### Do this
Copy out, word for word, the stretch of lines from the one containing "Each instance of the logo" through the one containing "Target: black softshell jacket", including both of those lines.

Lines from a data source
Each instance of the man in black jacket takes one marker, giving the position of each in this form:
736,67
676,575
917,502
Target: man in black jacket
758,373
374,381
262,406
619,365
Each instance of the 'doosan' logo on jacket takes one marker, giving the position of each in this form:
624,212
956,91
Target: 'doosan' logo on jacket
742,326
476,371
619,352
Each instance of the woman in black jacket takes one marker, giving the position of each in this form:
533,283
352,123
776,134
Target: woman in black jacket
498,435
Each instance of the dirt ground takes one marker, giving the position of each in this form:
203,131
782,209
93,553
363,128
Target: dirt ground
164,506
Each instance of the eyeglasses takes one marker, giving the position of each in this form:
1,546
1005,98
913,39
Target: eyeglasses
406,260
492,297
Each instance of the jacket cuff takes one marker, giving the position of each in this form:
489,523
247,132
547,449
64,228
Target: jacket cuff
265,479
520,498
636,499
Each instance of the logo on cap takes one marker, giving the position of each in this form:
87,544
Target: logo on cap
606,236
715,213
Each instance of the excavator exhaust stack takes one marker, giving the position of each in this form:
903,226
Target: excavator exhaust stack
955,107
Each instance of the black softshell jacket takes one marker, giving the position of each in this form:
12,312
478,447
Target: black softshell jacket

---

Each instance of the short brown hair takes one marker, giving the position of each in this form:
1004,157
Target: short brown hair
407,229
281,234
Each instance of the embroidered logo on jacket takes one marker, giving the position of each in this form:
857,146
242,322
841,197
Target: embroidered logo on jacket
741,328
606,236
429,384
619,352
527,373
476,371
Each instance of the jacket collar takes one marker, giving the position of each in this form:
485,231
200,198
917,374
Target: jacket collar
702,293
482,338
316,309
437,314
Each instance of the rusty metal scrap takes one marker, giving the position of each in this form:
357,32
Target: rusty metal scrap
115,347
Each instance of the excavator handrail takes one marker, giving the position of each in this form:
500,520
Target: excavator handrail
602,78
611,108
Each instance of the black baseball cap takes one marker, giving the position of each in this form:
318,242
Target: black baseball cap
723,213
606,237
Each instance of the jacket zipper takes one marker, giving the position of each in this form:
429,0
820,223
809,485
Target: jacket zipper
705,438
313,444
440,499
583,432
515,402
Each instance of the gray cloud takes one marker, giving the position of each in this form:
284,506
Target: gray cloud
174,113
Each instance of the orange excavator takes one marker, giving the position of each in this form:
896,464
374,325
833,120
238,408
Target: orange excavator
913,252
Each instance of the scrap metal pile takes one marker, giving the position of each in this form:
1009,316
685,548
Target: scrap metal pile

* * *

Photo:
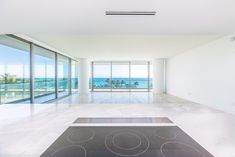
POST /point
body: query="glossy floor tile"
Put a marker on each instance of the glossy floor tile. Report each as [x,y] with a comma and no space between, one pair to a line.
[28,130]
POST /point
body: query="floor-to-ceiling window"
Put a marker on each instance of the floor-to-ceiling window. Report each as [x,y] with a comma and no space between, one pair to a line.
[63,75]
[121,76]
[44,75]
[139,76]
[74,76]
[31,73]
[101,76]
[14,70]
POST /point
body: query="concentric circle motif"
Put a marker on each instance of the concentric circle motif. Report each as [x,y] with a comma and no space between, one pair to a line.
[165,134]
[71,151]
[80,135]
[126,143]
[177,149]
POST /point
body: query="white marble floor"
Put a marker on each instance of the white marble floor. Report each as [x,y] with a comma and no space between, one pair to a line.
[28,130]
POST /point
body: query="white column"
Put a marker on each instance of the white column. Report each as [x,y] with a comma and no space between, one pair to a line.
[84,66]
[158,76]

### Final result
Each instance of the logo on cap takes one marker, giving the position of each in this form:
87,544
Target: logo on cap
606,236
715,213
Each instance of the excavator exhaust stack takes one marker, giving the position of each in this form:
903,226
Target: excavator exhaust stack
955,107
Each instance of the black softshell jacket takes one marker, giving the position of each in this form:
12,312
478,447
Target: black softshell jacket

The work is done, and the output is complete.